## Begin TEXT

Summary
In Davis, the defendants were Mexican residents and service was made on their attorney who had a power of attorney to represent them in the particular tax problems upon which the complaint was based.
Summary of this case from Schultz v. SchultzOpinion
Action by United States against residents of Mexico to recover amounts of tax deficiencies, penalties and interest, wherein defendants moved by order to show cause to vacate and quash service of process. The District Court, James T. Foley, Chief Judge, held that where power of attorney authorized attorneys to do all things that were necessary in defending defendants before all tax bodies and all courts and there was no fear that service of summons and complaint upon attorney would not be brought home to each principal, service of process upon attorney as agent authorized by appointment to receive service was warranted.
Order to show cause dismissed and relief requested to vacate and quash service denied.
Justin J. Mahoney, U.S. Atty., Albany, N.Y., for plaintiff, James P. Shanahan, Asst. U.S. Atty., of counsel.
John R. Cummins, Plattsburgh, N.Y., for defendants Ogden T. Davis and Ernesto C. Gil.
JAMES T. FOLEY, Chief Judge.

## End TEXT
## Begin DATASET EXCERPT

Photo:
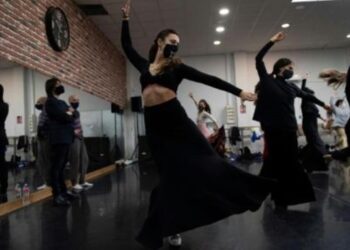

## End DATASET EXCERPT

■ EXERCISE GOAL: Please repeat the court case summary word for word, starting at the words "Summary of this" and stopping after "quash service denied.".

■ TASK SOLUTION:
Summary of this case from Schultz v. SchultzOpinion
Action by United States against residents of Mexico to recover amounts of tax deficiencies, penalties and interest, wherein defendants moved by order to show cause to vacate and quash service of process. The District Court, James T. Foley, Chief Judge, held that where power of attorney authorized attorneys to do all things that were necessary in defending defendants before all tax bodies and all courts and there was no fear that service of summons and complaint upon attorney would not be brought home to each principal, service of process upon attorney as agent authorized by appointment to receive service was warranted.
Order to show cause dismissed and relief requested to vacate and quash service denied.